··· Extracted text ···
Science fiction is not big in Indian cinema, and whenever it has been attempted, the films have been pretty laughable. Whether it’s a lack of resources or audiences, science fiction is one genre that is noticeably empty in Bollywood. However, Cargo, written and directed by Arati Kadav, is a great attempt in this direction. Not just science fiction, the story delves into the meaning of life and death, something us Indians always have strong opinions on. The film is ambitious in its story and execution, but it has its flaws. If you’re planning to watch this film soon, read this review of Cargo first.
Vikrant Massey plays Prahastha, an astronaut and rakshasa who works with the Post Death Transition Services (PDTS). He and his fellow astronauts on different ships are revered as superheroes because of their powers. The rakshasas in this movie are not evil and don’t come with devilish alter egos. They look just like you and me, and these rakshasas are a regular part of society in this film set in 2027. In his work with the PDTS, Prahastha is required to live and work on a spaceship and help people who die on Earth transition into the next life. The concept may take a while for you to grasp but when you do, it makes you think.
··· Material ···
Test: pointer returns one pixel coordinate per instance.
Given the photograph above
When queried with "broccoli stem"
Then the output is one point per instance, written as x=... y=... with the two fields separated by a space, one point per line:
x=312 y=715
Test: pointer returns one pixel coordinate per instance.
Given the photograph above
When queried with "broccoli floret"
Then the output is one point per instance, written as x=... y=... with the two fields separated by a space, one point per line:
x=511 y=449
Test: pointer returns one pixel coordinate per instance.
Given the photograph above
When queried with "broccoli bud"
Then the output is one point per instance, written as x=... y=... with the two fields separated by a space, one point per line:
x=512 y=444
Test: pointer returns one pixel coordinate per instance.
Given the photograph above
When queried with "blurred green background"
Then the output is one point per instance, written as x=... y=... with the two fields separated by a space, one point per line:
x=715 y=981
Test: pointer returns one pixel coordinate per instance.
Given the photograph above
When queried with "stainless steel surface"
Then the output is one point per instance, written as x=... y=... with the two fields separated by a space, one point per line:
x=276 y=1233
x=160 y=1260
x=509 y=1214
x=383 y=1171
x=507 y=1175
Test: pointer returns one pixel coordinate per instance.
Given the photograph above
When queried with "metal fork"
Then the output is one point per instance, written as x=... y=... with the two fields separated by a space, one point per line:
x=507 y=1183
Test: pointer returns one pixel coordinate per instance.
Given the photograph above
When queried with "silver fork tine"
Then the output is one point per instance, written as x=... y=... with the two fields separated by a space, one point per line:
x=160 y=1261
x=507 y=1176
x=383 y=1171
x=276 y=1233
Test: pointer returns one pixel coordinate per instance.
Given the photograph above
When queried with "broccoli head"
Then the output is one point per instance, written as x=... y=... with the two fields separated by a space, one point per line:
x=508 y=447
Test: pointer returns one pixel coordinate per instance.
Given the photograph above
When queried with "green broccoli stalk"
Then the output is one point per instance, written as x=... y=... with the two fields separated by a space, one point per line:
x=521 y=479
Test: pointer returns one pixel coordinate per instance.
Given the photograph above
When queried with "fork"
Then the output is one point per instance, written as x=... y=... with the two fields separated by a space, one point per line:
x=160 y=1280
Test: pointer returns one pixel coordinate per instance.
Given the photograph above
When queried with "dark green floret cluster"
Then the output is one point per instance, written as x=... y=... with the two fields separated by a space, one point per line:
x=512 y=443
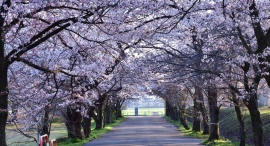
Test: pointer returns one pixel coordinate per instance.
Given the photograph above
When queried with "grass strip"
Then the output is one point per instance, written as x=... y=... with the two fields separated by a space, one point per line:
x=94 y=135
x=190 y=133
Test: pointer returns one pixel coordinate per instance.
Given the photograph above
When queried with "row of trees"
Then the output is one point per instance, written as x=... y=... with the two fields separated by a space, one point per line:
x=80 y=54
x=218 y=53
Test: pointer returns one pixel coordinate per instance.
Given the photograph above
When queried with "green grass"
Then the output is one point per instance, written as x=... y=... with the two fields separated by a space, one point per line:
x=229 y=125
x=143 y=111
x=94 y=134
x=15 y=139
x=190 y=133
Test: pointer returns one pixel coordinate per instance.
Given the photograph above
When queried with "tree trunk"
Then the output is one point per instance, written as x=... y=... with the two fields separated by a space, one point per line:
x=73 y=122
x=118 y=112
x=239 y=118
x=87 y=121
x=99 y=123
x=256 y=121
x=242 y=125
x=3 y=96
x=107 y=115
x=182 y=117
x=46 y=124
x=205 y=118
x=214 y=114
x=196 y=117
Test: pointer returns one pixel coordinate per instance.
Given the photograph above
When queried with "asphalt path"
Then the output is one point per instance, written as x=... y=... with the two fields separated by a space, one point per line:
x=144 y=131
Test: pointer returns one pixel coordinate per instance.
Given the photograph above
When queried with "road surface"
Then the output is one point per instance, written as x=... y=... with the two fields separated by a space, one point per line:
x=144 y=131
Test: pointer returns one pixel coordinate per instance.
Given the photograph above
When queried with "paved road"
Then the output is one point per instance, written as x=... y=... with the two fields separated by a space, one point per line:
x=144 y=131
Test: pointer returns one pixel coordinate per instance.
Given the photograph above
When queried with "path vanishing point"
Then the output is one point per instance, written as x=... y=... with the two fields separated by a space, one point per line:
x=144 y=131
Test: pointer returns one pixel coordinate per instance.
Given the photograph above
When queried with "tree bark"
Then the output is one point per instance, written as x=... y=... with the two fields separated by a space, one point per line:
x=256 y=121
x=214 y=114
x=46 y=124
x=99 y=122
x=118 y=112
x=182 y=117
x=87 y=121
x=240 y=118
x=3 y=95
x=73 y=122
x=242 y=125
x=196 y=117
x=205 y=118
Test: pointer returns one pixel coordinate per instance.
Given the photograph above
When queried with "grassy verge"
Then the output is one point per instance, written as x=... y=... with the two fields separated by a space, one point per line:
x=94 y=134
x=190 y=133
x=143 y=111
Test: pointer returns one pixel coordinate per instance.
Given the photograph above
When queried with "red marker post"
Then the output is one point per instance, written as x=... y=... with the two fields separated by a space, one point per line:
x=44 y=140
x=53 y=142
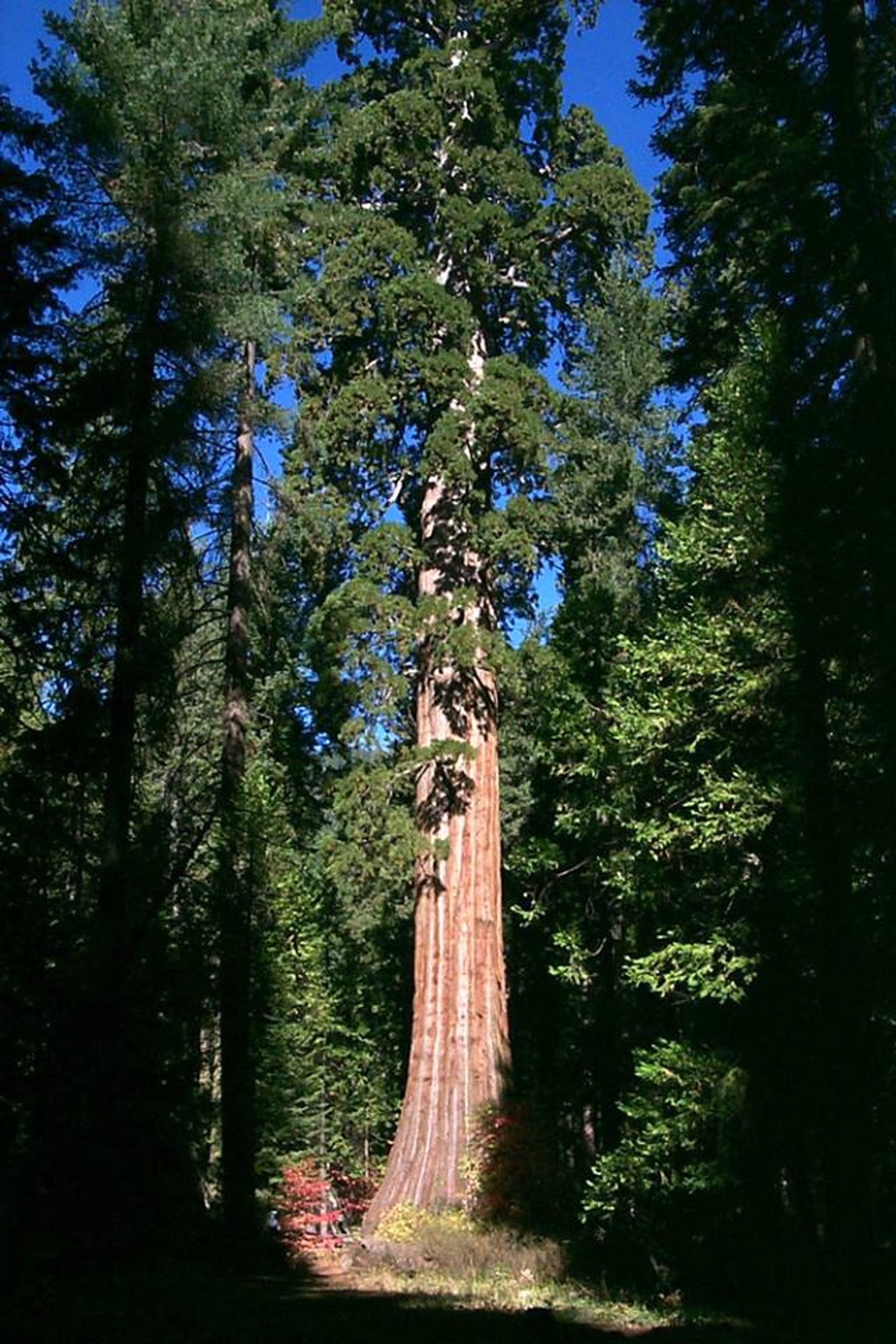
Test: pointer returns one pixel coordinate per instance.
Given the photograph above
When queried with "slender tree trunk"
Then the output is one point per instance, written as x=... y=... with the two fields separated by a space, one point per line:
x=126 y=677
x=460 y=1053
x=237 y=1065
x=871 y=277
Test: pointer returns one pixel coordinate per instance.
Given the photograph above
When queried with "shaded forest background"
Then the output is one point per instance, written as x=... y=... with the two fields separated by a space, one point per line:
x=207 y=756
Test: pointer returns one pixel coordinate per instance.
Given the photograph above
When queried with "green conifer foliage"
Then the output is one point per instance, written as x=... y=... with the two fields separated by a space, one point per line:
x=462 y=222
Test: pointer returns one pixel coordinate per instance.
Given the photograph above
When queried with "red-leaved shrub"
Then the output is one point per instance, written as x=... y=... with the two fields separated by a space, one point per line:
x=319 y=1209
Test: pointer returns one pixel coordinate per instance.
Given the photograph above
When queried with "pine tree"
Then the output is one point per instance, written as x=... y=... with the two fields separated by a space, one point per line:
x=467 y=221
x=778 y=126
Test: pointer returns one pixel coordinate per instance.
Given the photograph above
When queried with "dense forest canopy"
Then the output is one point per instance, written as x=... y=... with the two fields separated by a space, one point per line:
x=308 y=808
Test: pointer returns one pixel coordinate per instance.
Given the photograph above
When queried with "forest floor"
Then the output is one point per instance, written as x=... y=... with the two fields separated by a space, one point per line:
x=334 y=1304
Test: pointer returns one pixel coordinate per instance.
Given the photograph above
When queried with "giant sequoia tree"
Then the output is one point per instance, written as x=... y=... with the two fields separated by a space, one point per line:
x=465 y=219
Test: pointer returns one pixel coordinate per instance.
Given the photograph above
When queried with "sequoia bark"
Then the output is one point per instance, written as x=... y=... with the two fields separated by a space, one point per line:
···
Exercise task A → Which people and characters are named in the review of Cargo?
Exercise task B → Carry on with the Cargo review from the point where it ends.

Right answer A →
- Arati Kadav, the film's writer and director
- Vikrant Massey, the actor who plays Prahastha
- Prahastha, an astronaut and rakshasa who works with the Post Death Transition Services (PDTS)

Right answer B →
While Prahastha is content in his mechanical way of life, with the occasional sarkaari banter with his ground control officer, the bosses decide to send him an assistant. Enter Shweta Tripathi as Yuvishka, the peppy, young rakshasa with healing powers and a need to vlog everything she does on the spaceship. Prahastha is set in his ways for the past 75 years of working as an astronaut. Yuvishka, on the other hand, is all about practicality and new rules. The perfect reflection of the conflict and eventual balance between the old and the new.
The subtle humour, the different kinds of people coming through as cargo, and moments of spirituality in the film keep you engaged with the story. But the flow of the story is slow and needed better execution. For a film that is quite pathbreaking for Indian cinema, Cargo drags in places and could’ve been cut shorter. If you’re looking for an exciting, sci fi adventure in this film, you’re not going to find it. But if you’re looking for a deeper story about life, death and life after death, this is a good watch.
Watch Cargo on Netflix here.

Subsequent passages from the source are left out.